WHAT YOU WILL DO =>
Every line of the material below in which "between" shows up is to be located and copied.

THE RECORDS =>
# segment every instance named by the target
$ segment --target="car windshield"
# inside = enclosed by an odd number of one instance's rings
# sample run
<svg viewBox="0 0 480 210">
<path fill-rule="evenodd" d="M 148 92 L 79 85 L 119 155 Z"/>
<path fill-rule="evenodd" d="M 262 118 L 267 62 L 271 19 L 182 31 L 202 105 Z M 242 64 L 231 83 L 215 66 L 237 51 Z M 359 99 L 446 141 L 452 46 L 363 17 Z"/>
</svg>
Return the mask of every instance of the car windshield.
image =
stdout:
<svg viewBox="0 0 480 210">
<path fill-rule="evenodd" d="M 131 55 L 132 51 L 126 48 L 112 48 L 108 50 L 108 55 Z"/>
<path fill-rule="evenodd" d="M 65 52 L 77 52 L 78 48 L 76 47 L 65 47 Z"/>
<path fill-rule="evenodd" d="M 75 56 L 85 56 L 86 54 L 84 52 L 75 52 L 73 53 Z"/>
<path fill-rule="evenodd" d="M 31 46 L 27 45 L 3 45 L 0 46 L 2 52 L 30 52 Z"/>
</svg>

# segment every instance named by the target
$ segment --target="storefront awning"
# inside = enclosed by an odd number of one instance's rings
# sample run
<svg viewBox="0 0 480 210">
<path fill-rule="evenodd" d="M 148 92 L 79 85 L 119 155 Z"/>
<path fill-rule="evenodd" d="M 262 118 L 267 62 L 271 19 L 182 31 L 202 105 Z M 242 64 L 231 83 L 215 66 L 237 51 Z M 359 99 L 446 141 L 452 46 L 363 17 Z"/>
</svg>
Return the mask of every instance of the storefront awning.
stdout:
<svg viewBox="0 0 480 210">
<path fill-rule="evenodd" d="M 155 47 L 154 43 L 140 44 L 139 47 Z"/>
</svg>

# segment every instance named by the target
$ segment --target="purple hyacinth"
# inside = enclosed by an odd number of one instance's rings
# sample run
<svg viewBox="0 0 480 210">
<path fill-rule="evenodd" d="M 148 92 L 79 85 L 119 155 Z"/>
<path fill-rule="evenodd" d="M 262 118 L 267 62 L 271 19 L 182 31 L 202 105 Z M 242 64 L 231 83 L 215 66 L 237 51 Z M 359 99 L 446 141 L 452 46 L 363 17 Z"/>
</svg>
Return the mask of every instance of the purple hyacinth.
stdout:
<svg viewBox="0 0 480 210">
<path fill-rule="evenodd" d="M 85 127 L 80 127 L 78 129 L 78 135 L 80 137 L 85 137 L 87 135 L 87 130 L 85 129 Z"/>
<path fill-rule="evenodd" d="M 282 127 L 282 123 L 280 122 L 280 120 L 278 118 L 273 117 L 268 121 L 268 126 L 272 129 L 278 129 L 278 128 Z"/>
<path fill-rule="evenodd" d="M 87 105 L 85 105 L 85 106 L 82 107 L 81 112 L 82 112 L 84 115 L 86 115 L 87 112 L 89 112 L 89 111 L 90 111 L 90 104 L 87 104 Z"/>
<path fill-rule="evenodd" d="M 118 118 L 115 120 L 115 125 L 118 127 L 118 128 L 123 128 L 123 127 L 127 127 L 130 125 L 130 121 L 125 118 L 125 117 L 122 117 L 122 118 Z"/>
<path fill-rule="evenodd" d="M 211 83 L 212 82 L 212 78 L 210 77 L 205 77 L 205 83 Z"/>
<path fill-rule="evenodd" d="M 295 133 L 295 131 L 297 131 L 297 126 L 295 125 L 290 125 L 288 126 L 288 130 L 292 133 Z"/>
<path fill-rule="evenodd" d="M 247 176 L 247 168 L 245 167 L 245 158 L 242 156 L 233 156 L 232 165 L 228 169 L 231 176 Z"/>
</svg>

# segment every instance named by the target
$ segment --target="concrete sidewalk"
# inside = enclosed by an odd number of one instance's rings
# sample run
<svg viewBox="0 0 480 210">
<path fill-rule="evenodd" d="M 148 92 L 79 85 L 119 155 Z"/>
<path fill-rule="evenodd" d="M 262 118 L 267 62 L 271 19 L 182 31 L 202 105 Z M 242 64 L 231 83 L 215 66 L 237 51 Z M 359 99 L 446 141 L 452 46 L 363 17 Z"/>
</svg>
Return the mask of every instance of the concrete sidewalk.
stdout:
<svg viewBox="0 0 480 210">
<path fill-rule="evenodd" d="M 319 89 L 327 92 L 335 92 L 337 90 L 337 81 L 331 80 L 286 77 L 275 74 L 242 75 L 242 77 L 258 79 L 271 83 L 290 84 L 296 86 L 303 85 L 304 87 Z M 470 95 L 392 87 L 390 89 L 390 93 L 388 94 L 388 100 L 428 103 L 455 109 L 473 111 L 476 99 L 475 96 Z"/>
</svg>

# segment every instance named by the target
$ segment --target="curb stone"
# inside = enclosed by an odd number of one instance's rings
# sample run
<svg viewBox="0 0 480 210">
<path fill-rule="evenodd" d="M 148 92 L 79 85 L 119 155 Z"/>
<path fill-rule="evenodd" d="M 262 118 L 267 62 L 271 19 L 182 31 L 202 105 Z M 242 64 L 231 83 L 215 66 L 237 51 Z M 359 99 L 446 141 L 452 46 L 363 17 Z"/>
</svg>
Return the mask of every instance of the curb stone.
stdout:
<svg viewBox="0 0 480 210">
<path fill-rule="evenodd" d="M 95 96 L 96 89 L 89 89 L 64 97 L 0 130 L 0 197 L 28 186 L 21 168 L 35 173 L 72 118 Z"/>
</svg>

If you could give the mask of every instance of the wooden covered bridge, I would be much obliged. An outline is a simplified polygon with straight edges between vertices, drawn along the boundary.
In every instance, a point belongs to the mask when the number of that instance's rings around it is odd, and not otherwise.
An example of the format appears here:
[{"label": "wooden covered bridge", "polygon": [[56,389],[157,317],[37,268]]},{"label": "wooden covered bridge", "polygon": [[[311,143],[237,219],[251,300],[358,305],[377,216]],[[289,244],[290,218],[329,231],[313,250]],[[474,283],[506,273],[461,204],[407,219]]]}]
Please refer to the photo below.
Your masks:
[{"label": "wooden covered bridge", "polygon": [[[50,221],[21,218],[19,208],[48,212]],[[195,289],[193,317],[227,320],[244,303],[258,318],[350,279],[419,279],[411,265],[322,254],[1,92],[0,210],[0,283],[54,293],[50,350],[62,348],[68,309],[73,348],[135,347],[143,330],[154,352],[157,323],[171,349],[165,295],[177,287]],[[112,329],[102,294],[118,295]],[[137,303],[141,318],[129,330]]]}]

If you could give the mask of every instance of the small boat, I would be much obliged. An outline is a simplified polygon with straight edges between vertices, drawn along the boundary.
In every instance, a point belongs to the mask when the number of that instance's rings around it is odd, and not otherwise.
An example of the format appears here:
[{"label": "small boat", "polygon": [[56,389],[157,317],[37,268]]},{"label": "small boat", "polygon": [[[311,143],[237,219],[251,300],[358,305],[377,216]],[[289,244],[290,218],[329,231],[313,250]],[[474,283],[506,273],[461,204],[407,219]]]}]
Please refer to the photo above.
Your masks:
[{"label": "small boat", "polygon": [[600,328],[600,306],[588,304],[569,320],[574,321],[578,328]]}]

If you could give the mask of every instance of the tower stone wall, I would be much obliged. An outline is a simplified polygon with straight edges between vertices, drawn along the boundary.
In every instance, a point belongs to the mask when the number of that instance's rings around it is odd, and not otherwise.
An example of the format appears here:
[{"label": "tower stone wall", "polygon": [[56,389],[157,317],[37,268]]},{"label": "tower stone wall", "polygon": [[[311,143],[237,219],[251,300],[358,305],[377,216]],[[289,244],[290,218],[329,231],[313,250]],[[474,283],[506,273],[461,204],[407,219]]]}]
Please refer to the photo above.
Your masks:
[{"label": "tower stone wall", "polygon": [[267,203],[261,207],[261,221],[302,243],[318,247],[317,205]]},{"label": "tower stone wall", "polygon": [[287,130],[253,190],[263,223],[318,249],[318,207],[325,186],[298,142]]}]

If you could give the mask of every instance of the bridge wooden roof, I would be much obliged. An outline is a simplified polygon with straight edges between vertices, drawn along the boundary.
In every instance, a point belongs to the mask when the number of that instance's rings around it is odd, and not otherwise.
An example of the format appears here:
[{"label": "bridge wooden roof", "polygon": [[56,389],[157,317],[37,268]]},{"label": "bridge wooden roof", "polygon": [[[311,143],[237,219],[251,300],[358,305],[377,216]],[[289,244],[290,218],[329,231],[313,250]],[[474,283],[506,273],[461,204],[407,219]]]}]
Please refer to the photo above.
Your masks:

COMPLETED EXERCISE =>
If you could give the mask of every instance of the wooden covered bridge, I would be much obliged. An outline is a simplified polygon with straight edges between vertices, drawn along the boundary.
If you could give the mask of every instance of the small boat, I would be much obliged. An outline is a simplified polygon with straight edges between vertices, drawn along the boundary.
If you could give the mask of every instance of the tower stone wall, I would be much obliged. An outline is a simplified polygon with straight edges between vertices, drawn along the boundary.
If you could give the mask of every instance of the bridge wooden roof, I would be much obliged. An outline is a simplified polygon with straight edges between vertices, drawn along the boundary.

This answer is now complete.